Exercise instructions: Using the records that follow, copy every line containing the word "image".

Data provided:

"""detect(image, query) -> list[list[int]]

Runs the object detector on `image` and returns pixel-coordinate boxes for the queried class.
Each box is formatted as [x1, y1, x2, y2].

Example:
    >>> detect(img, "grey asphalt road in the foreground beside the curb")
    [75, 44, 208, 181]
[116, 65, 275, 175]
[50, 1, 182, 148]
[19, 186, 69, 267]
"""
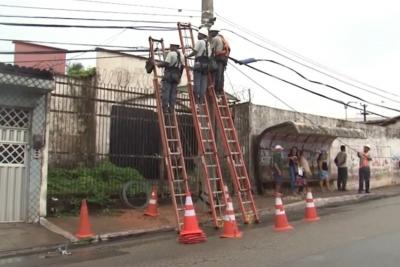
[0, 197, 400, 267]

Written solution:
"""detect(image, query) -> list[list[int]]
Runs the object detector on `image` and returns pixel-coordinate boxes for the queried class.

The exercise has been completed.